OBJECTIVES:
(A) Translate this sentence from the book description into Spanish: "Furthermore, the semiconductor gain offers a great flexibility in design and makes it possible to address a large wavelength range from visible to infrared."
(B) According to the book description, how can the output power of optically pumped VECSELs be scaled up?

Series in Quantum Electronics
edited by
Henry Baltes, Peter Günter, Ursula Keller,
Fritz K. Kneubühl †, Walter Lukosz,
Hans Melchior, Markus W. Sigrist

Vol. 47

 

 

 

 

 

 

Aude-Reine Bellancourt

MODELOCKING OF SEMICONDUCTOR VERTICAL

EMITTERS: FROM VECSEL TO MIXSEL


1st edition 2009. XXII, 120 pages; € 64,00.

ISBN 978-3-86628-242-1

 

Thanks to their vertical emission and external cavity, optically pumped VECSELs (vertical external cavity surface-emitting lasers) offer excellent single transverse mode beam quality at higher powers than any other semiconductor lasers.  The output power can be simply scaled up by increasing the pump spot diameter, enabling output powers as high as 20 W so far, in fundamental transverse mode (M2<1.1).  Furthermore, the semiconductor gain offers a great flexibility in design and makes it possible to address a large wavelength range from visible to infrared.

SUPPLIED INFORMATION:
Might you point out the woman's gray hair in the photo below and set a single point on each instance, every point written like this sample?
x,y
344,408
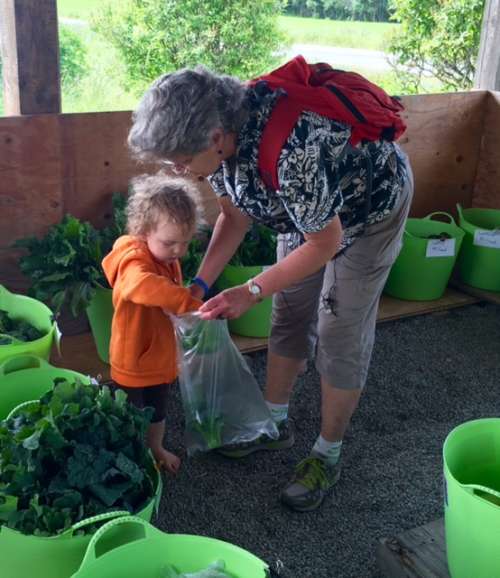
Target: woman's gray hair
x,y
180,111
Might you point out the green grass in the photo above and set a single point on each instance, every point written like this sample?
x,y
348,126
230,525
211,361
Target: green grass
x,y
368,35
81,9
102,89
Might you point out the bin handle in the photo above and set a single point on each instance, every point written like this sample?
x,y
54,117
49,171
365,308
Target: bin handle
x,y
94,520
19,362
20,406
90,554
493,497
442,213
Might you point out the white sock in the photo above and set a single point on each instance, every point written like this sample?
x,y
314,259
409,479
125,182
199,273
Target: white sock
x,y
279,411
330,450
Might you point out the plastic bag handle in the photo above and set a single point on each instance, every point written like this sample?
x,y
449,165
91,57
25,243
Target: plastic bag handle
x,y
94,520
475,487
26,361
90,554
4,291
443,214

--

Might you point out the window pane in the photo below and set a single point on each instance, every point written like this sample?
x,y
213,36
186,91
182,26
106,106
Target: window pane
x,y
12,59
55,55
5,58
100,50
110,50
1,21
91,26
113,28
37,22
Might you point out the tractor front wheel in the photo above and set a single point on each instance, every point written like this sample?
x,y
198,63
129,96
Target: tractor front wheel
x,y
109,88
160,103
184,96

TASK ANSWERS:
(A) Además, la ganancia del semiconductor ofrece una gran flexibilidad de diseño y permite abarcar un amplio rango de longitudes de onda, desde el visible hasta el infrarrojo.

(B) By increasing the pump spot diameter.